SOURCE PASSAGE
==============================

Example of aggregating file with associated metadata

nick-youngblut commented 1 year ago

Currently, there is no example of aggregating files AND associated metadata. For instance, in many/most nf-core pipelines the process outputs are something like:

output:
tuple val(meta), path("file.txt")

...but what if one wants to then aggregate all of the file.txt outputs into one table AND include the meta metadata in that output table?

As far as I can tell from scouring the nextflow slack channel, one must "embed" the metadata in the file paths and then parse the file paths in the aggregation step. For example:

Per-file process:

output:
tuple val(meta), path("${meta}.txt")

Aggregation process:

input:
path("*")

script:
"""
[somehow parse {meta} from input file path] 
"""

Is there a better way, especially given the substantial limitations of trying to embed metadata into a file path (eg., dealing with multiple values and special characters in the metadata values)?

I'm sure a lot of pipeline developers would like a best-practices example of how to deal with this situation (without having to decipher how meta is dealt with in aggregation steps of nf-core pipelines).

nick-youngblut commented 1 year ago

As another example, what is the best practice for aggregating multiple sets of files. For example:

per-file job:

input:
tuple val(sample_id), path("file.txt")

==============================

STATED GOAL
Retype the passage of the Nextflow metadata thread above, starting with "Is there a better" and going on through "the metadata values)?", without changing a word.

DATA
==============================

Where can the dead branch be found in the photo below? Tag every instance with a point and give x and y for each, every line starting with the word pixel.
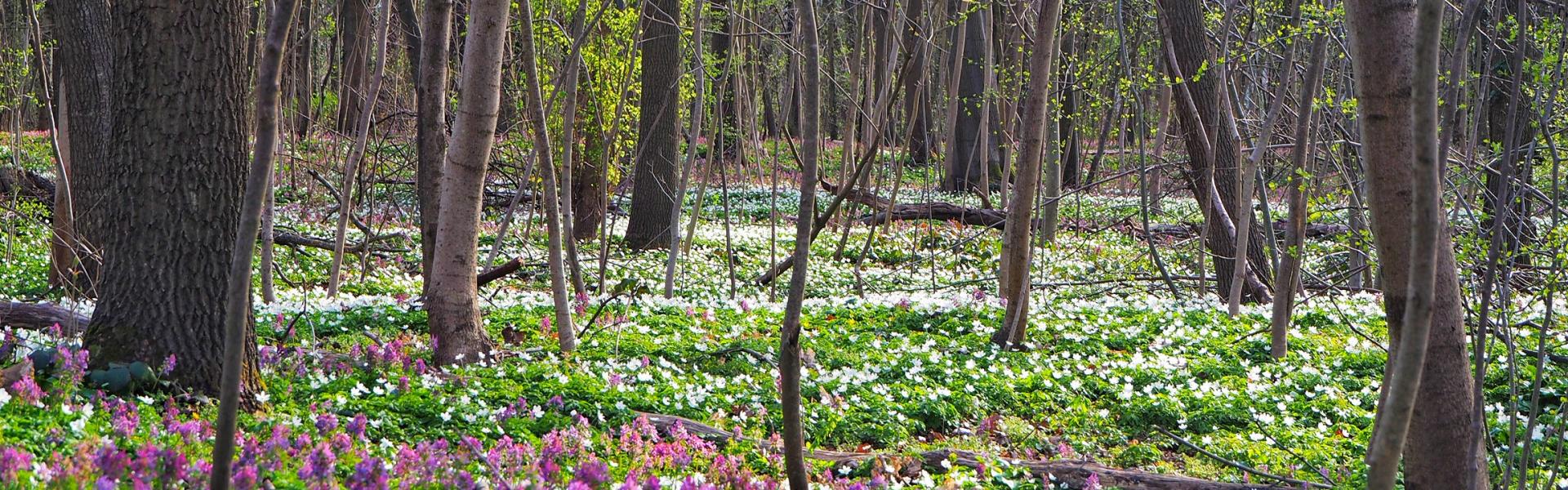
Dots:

==============================

REPLY TO THE EXERCISE
Is there a better way, especially given the substantial limitations of trying to embed metadata into a file path (eg., dealing with multiple values and special characters in the metadata values)?